(Data items)

+===+

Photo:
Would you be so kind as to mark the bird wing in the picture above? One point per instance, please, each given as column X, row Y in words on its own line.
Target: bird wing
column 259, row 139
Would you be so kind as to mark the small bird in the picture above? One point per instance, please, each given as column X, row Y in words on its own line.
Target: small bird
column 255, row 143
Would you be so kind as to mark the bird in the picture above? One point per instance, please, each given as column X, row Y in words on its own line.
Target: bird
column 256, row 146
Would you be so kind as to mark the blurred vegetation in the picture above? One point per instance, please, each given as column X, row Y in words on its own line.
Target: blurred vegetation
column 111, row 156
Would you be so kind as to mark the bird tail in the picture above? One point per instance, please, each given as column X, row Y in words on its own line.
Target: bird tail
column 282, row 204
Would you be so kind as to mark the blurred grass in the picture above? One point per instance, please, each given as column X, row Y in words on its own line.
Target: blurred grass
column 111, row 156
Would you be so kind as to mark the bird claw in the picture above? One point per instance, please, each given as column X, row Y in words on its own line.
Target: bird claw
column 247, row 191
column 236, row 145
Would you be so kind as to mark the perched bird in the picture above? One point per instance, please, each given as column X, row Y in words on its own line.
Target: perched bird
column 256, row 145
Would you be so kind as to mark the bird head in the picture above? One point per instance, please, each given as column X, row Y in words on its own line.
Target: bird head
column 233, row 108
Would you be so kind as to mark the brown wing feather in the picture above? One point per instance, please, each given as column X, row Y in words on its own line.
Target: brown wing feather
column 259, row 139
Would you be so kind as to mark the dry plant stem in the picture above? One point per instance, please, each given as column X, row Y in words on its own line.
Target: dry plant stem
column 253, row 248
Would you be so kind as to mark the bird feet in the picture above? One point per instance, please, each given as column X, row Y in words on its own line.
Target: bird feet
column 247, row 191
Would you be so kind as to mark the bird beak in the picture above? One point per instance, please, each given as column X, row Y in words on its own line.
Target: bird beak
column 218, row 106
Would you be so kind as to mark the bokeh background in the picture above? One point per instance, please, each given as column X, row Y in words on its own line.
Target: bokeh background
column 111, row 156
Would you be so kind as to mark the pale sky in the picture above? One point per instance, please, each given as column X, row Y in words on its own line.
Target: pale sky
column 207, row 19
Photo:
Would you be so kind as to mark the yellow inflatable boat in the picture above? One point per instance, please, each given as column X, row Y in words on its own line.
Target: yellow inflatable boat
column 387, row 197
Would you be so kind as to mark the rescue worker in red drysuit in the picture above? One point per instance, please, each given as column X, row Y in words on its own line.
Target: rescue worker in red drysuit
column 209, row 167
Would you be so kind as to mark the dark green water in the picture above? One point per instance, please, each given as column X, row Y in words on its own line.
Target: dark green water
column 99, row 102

+===+

Every entry must be given again exactly as it reads.

Photo:
Would you be so kind as to mark the bird wing in the picture above? One point per instance, please, each given as column X, row Y in words on its own line.
Target: bird wing
column 259, row 139
Would you be so kind as to mark the small bird in the picture above? One point per instance, please, each given as column X, row Y in words on its own line.
Target: small bird
column 255, row 143
Would you be so kind as to mark the bird in the picture above? One point per instance, please, each given as column X, row Y in words on its own line.
Target: bird
column 256, row 146
Would you be so kind as to mark the blurred vegetation in the picture above? One point per instance, please, each given as column X, row Y in words on its own line.
Target: blurred vegetation
column 111, row 156
Would you be so kind as to mark the bird tail in the picture above? One point per instance, please, each given as column X, row Y in words on its own line.
Target: bird tail
column 282, row 204
Would you be so kind as to mark the blurred grass in the picture above? One point per instance, please, each given as column X, row Y in words on its own line.
Target: blurred grass
column 111, row 156
Would you be so kind as to mark the bird claw in the picture above? One point per instance, please, each given as column X, row Y in words on its own line.
Target: bird claw
column 247, row 191
column 236, row 145
Would you be so kind as to mark the perched bird in the picture above? One point per instance, please, each given as column X, row Y in words on its own line.
Target: perched bird
column 256, row 145
Would you be so kind as to mark the bird head in the picture above? One point per instance, please, each given as column X, row Y in words on its own line.
Target: bird head
column 233, row 108
Would you be so kind as to mark the brown wing feather in the picture above? One point per instance, please, each given as column X, row Y in words on its own line.
Target: brown wing feather
column 259, row 139
Would you be so kind as to mark the dry plant stem in the picture above? One point per instance, please, each given as column X, row Y in words on its own line.
Target: dry plant stem
column 253, row 248
Would you be so kind as to mark the bird feet in the picture above? One point per instance, please, each given as column X, row Y in words on its own line.
Target: bird feet
column 247, row 191
Would you be so kind as to mark the bird beak in the picture above? One point per instance, please, each given as column X, row Y in words on its own line.
Target: bird beak
column 218, row 106
Would you be so kind as to mark the bokeh background in the picture above? One point per instance, please, each given as column X, row Y in words on its own line.
Target: bokeh background
column 111, row 156
Would you be so kind as to mark the pale sky in the picture above? One point per instance, please, each given as column X, row Y in words on its own line.
Target: pale sky
column 207, row 19
Photo:
Would you be so kind as to mark the yellow inflatable boat in the picture above? One point per instance, please, each given as column X, row Y in words on its own line.
Target: yellow inflatable boat
column 387, row 197
Would you be so kind as to mark the rescue worker in red drysuit in the picture above? One point per instance, please, each given as column X, row Y in words on its own line.
Target: rescue worker in red drysuit
column 209, row 167
Would you be so kind as to mark the dark green water in the picture above? One point per instance, please, each given as column X, row Y in words on its own line.
Target: dark green water
column 99, row 102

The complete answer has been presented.